**LISTED RECORDS**
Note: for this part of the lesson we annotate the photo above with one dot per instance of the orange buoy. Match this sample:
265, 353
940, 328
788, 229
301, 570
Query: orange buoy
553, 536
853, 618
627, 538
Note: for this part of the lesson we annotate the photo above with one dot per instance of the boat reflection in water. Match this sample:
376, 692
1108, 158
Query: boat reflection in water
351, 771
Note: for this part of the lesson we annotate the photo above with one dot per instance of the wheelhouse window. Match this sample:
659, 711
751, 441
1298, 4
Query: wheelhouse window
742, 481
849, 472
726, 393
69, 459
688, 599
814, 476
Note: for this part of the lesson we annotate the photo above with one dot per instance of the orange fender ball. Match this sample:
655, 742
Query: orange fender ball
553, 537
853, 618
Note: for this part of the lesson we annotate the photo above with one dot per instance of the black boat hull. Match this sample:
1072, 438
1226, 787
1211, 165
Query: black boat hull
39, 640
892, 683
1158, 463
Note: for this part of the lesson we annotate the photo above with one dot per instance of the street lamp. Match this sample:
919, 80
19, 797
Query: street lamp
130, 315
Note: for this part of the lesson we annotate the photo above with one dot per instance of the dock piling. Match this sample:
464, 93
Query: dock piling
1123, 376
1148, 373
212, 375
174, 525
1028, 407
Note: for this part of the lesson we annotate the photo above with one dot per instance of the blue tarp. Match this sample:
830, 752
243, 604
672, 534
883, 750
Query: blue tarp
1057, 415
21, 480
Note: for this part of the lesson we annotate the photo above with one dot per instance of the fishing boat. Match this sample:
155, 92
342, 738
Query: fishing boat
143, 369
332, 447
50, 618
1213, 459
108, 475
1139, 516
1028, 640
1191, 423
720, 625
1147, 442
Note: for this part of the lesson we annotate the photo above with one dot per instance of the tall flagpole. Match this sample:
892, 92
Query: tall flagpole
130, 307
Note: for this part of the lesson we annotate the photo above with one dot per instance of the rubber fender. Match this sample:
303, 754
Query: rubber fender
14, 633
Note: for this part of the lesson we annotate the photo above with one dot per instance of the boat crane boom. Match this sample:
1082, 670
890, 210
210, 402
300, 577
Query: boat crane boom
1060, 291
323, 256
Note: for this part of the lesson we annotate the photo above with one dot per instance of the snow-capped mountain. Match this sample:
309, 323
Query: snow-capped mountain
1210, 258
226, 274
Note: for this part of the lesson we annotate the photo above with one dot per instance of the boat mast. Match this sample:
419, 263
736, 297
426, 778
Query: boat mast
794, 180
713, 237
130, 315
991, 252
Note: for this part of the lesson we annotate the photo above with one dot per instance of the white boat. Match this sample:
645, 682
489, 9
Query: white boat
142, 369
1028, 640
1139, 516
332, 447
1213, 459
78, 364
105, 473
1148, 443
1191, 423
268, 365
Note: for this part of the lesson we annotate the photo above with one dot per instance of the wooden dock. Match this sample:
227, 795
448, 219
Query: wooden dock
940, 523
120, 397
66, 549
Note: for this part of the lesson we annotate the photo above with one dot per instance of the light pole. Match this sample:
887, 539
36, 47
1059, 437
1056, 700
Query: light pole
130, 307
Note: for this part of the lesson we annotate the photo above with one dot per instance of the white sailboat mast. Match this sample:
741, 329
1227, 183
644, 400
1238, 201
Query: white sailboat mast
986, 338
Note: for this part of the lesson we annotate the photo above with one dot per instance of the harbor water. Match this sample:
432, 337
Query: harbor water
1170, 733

**WHAT TO DO**
Arrange every line of the entries above as a numbered list, omitting any blank lines.

**RESULT OF THE TASK**
1. Note: for this part of the lesson we annotate the photo above with one dot per instance of the orange buoy. Match this sample:
2. 265, 353
3. 940, 328
4. 788, 229
5. 301, 570
6. Query: orange buoy
7. 553, 536
8. 853, 618
9. 627, 538
10. Note: for this part of the lesson we annotate the photo above with one dot per instance of the boat reflection in water. Match this sample:
11. 376, 692
12. 1108, 158
13. Query: boat reflection in water
14. 351, 771
15. Note: for this part of the lesson we annotate the photo above with one dot per instance of the wheelhouse window. Match this sample:
16. 659, 711
17. 751, 441
18. 1298, 4
19. Query: wheelhouse window
20. 742, 481
21. 849, 472
22. 726, 393
23. 69, 459
24. 688, 599
25. 814, 476
26. Note: for this part of the lesson we annotate the photo above with one dot per instance of the orange fender ball. Match this sample:
27. 655, 742
28. Query: orange fender ball
29. 553, 537
30. 853, 618
31. Note: for this part of the lesson we annotate the photo above with one dot per instance of the black boat hull. Match this sample:
32. 1072, 438
33. 1226, 787
34. 1211, 165
35. Query: black boat hull
36. 39, 640
37. 892, 683
38. 1158, 463
39. Note: for this part of the lesson we annotate the photo above with one dot per instance of the street lamp. Match this sample:
40. 919, 80
41. 19, 797
42. Query: street lamp
43. 130, 315
44. Note: for this part of the lesson we annotate the photo above with one dot per instance of the dock piling. Match this sample:
45. 464, 93
46. Query: dock piling
47. 1123, 376
48. 1148, 373
49. 212, 375
50. 174, 525
51. 1028, 407
52. Note: for this part of the lesson we annotate the photo above with one dot per instance of the blue tarp. Match this sample:
53. 830, 752
54. 243, 604
55. 672, 534
56. 883, 750
57. Query: blue tarp
58. 1057, 415
59. 21, 480
60. Note: for this part of the lesson we annotate the photo above with one dot per instance of the fishing boat. Match this sample:
61. 155, 92
62. 342, 738
63. Query: fishing boat
64. 143, 369
65. 332, 447
66. 50, 618
67. 1213, 459
68. 108, 475
69. 1139, 516
70. 1028, 640
71. 1191, 423
72. 720, 625
73. 1147, 442
74. Note: for this part of the lesson we annotate the photo above with one dot per instance of the tall flagpole. Match this sample:
75. 892, 92
76. Query: tall flagpole
77. 130, 307
78. Note: for this part of the lesson we annotate the photo above with one dot per instance of the rubber fender. Match this sample:
79. 303, 754
80. Query: rubber fender
81. 14, 633
82. Note: for this part of the lesson we annotate the photo above with one dot per instance of the boat crane boom. Match this sample:
83. 1082, 670
84. 890, 210
85. 210, 402
86. 300, 577
87. Query: boat crane boom
88. 1060, 291
89. 323, 256
90. Note: for this part of the lesson we annotate the photo above with one dot per instance of the snow-capped mountain. Match this sample:
91. 309, 323
92. Query: snow-capped mountain
93. 1210, 258
94. 226, 274
95. Note: for this part of the lesson we annotate the photo above with one dot per instance of the boat mast. Match this sample:
96. 419, 263
97. 736, 297
98. 426, 778
99. Query: boat mast
100. 794, 180
101. 713, 237
102. 130, 315
103. 991, 252
104. Note: for this part of the lesson we annotate the photo above with one dot per instance of the white boat. Match this sample:
105. 645, 682
106. 489, 9
107. Query: white boat
108. 142, 369
109. 1028, 640
110. 1139, 516
111. 332, 447
112. 1213, 459
113. 78, 364
114. 105, 473
115. 1148, 443
116. 1191, 423
117. 268, 365
118. Note: for this part of the lesson we annotate the photo above with one dot per instance of the wooden dock. Match this sample:
119. 227, 795
120. 448, 219
121. Query: wooden dock
122. 940, 523
123. 120, 397
124. 66, 549
125. Note: for this part of the lesson we annotate the photo above with one dot per instance of the light pole. Match this sample:
126. 887, 539
127. 36, 47
128. 1059, 437
129. 1056, 700
130. Query: light pole
131. 130, 307
132. Note: for this part of the lesson we annotate the photo above with one dot per instance of the white sailboat mast. Match this sample:
133. 741, 329
134. 1227, 183
135. 644, 400
136. 1238, 201
137. Query: white sailboat mast
138. 986, 338
139. Note: for this part of the lesson we annotate the photo above with one dot per instance of the harbor water. Match this sample:
140. 432, 337
141. Query: harbor water
142. 1170, 733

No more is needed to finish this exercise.